> [Phrase grounding data]

▼

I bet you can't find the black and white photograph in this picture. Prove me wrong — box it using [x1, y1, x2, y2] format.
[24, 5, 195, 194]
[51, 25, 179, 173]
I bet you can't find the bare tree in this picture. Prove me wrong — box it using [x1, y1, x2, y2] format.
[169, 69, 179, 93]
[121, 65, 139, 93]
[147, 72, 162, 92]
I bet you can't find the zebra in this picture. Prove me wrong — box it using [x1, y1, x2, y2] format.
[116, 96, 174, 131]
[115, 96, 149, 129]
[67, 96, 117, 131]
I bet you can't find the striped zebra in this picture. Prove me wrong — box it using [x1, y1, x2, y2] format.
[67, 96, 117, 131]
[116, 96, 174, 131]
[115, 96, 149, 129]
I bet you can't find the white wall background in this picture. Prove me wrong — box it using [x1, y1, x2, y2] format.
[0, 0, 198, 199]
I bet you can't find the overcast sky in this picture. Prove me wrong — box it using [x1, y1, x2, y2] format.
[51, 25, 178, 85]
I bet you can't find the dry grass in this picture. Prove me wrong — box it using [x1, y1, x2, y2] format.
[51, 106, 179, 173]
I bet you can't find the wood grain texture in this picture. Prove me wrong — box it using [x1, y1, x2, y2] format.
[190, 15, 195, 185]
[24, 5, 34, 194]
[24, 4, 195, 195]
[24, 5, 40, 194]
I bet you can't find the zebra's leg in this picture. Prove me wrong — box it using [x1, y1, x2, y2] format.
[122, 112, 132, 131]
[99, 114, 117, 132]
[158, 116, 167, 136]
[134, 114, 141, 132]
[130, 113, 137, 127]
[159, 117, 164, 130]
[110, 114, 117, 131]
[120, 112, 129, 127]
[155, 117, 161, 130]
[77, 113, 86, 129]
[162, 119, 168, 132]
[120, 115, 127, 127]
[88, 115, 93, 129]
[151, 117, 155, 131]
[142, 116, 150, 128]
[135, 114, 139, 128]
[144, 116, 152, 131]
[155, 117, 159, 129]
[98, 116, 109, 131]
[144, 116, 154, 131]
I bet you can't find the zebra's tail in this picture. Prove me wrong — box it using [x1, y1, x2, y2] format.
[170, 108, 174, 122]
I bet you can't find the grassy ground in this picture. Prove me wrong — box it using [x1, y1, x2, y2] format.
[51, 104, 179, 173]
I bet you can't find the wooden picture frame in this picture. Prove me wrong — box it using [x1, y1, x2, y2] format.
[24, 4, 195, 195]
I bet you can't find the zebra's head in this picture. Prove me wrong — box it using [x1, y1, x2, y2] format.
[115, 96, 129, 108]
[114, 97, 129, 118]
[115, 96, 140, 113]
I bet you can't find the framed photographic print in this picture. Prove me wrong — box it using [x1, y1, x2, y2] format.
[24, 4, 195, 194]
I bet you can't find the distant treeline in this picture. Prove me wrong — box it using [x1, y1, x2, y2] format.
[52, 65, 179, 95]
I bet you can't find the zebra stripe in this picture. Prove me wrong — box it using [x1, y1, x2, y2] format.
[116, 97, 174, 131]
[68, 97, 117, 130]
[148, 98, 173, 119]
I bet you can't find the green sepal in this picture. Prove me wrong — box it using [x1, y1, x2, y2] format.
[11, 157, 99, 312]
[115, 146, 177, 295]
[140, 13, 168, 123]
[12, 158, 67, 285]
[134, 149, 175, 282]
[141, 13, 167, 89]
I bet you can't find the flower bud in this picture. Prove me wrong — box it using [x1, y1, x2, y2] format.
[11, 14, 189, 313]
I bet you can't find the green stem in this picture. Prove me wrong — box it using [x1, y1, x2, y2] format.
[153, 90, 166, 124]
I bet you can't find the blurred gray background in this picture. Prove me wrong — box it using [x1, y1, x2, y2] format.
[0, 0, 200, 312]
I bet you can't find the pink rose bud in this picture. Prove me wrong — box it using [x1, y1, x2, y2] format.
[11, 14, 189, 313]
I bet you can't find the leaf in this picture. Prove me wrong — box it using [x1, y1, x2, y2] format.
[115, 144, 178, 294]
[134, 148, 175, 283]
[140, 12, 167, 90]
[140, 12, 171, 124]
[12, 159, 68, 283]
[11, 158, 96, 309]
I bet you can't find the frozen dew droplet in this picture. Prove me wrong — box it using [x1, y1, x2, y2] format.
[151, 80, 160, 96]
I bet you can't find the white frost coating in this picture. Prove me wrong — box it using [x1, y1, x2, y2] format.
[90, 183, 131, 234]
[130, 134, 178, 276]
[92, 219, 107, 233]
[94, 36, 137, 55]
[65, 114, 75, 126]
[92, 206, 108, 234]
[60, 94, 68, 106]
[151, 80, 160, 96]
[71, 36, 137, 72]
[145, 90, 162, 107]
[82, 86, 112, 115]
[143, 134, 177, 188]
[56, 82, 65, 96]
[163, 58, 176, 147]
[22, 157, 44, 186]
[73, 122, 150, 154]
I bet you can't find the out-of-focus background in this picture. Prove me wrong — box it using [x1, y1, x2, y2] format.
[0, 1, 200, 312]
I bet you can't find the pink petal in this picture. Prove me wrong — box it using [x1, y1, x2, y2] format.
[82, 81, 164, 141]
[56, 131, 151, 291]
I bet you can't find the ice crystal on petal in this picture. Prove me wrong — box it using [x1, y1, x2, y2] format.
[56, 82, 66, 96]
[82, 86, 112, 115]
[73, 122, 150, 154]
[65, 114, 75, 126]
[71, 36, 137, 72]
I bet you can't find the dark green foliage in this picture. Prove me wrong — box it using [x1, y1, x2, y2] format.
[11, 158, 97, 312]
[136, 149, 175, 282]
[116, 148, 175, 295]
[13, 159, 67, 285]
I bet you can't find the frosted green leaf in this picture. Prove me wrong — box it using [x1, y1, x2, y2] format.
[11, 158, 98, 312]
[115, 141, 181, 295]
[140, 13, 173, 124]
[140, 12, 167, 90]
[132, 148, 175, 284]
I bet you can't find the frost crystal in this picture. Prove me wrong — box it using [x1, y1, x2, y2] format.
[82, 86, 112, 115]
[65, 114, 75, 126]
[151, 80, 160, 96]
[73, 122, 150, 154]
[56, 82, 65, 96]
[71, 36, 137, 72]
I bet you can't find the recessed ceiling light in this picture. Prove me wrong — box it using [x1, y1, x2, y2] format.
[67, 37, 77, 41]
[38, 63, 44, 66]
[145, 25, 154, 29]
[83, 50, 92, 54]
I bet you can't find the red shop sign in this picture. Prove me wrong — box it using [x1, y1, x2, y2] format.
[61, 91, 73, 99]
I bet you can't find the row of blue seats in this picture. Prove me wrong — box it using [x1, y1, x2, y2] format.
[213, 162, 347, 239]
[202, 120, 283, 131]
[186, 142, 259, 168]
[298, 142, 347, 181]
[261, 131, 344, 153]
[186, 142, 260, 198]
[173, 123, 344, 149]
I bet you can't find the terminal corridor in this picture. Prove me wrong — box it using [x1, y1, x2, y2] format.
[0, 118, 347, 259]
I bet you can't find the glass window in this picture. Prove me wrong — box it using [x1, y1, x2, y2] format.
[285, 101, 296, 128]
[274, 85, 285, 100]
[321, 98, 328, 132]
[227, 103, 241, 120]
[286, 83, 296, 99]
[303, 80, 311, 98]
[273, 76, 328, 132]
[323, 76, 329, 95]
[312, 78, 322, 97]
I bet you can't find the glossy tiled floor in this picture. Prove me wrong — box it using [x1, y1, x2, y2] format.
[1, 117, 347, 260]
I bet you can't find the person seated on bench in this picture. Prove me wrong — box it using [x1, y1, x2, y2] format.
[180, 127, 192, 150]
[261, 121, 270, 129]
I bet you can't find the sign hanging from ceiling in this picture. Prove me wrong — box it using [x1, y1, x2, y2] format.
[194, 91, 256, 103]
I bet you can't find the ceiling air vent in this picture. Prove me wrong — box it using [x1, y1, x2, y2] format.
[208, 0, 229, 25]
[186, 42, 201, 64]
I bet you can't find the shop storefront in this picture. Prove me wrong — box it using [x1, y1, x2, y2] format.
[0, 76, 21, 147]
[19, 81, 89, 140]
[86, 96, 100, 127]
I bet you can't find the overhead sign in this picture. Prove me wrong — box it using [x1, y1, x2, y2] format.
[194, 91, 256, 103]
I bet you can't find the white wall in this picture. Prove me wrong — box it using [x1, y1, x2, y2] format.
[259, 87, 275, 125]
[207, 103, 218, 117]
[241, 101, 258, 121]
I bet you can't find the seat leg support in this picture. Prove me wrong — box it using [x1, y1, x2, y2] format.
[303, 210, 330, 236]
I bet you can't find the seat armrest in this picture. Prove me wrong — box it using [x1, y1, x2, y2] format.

▲
▼

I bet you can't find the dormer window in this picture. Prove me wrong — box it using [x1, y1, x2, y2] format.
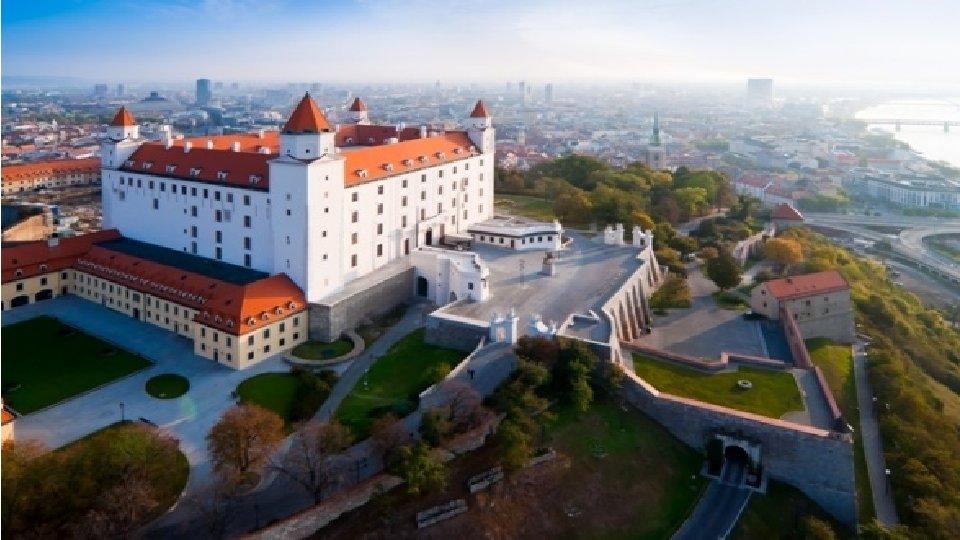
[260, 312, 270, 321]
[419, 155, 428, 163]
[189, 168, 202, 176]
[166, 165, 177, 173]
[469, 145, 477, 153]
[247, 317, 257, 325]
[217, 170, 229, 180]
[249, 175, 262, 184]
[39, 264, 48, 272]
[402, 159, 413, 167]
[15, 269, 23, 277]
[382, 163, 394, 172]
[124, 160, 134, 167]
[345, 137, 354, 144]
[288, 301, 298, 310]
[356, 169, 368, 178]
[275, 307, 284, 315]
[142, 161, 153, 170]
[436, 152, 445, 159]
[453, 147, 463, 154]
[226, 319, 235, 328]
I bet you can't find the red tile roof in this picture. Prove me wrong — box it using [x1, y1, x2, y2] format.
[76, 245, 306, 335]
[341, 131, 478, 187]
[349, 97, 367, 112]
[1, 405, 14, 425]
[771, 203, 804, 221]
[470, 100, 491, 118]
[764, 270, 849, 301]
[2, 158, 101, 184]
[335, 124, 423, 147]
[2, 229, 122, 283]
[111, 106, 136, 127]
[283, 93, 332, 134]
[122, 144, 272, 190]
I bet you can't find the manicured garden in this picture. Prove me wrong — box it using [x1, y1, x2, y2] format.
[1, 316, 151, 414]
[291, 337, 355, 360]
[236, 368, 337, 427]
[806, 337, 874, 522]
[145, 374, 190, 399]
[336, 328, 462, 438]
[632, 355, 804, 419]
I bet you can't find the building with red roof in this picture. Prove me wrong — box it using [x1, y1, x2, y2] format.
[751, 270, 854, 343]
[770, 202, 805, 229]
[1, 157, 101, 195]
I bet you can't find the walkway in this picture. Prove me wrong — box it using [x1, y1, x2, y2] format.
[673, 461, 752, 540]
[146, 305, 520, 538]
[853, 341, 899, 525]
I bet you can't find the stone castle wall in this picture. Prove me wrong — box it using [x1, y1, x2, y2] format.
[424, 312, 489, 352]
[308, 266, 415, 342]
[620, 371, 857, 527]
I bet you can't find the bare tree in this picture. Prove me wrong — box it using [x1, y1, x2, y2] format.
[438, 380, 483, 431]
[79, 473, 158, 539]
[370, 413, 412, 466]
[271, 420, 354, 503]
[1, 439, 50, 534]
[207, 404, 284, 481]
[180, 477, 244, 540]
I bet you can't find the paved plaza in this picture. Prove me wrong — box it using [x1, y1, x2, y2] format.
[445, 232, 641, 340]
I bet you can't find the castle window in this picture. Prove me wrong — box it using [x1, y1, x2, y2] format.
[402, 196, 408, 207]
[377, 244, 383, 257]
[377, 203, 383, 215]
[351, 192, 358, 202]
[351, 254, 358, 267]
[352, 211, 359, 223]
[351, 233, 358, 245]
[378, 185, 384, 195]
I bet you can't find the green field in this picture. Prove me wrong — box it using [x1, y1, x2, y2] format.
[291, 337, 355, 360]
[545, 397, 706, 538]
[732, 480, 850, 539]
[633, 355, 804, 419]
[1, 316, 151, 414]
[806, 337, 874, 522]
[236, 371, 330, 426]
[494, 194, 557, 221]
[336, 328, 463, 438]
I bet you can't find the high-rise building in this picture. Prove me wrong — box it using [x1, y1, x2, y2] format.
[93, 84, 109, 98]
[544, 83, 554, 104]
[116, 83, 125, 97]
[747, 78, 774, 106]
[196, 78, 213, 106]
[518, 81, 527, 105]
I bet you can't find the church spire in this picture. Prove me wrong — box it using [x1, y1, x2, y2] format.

▲

> [TASK GOAL] Look above for the line containing "I bet you can't find the white wall in" and the line containing "I bet you can't find the seat armrest". Transcribe both, with the lines between them, exactly.

> [FINAL ANSWER]
I bet you can't find the white wall in this picture. Prove me wrong — box it using [x1, y1, x2, y2] format.
[259, 87, 275, 125]
[207, 103, 218, 117]
[241, 101, 258, 121]
I bet you can't find the seat leg support in this picture. Prove me wrong — box it using [x1, y1, x2, y2] format.
[303, 210, 330, 236]
I bet you can't find the seat armrest in this picture. Prove me wrong — box it using [x1, y1, x2, y2] format.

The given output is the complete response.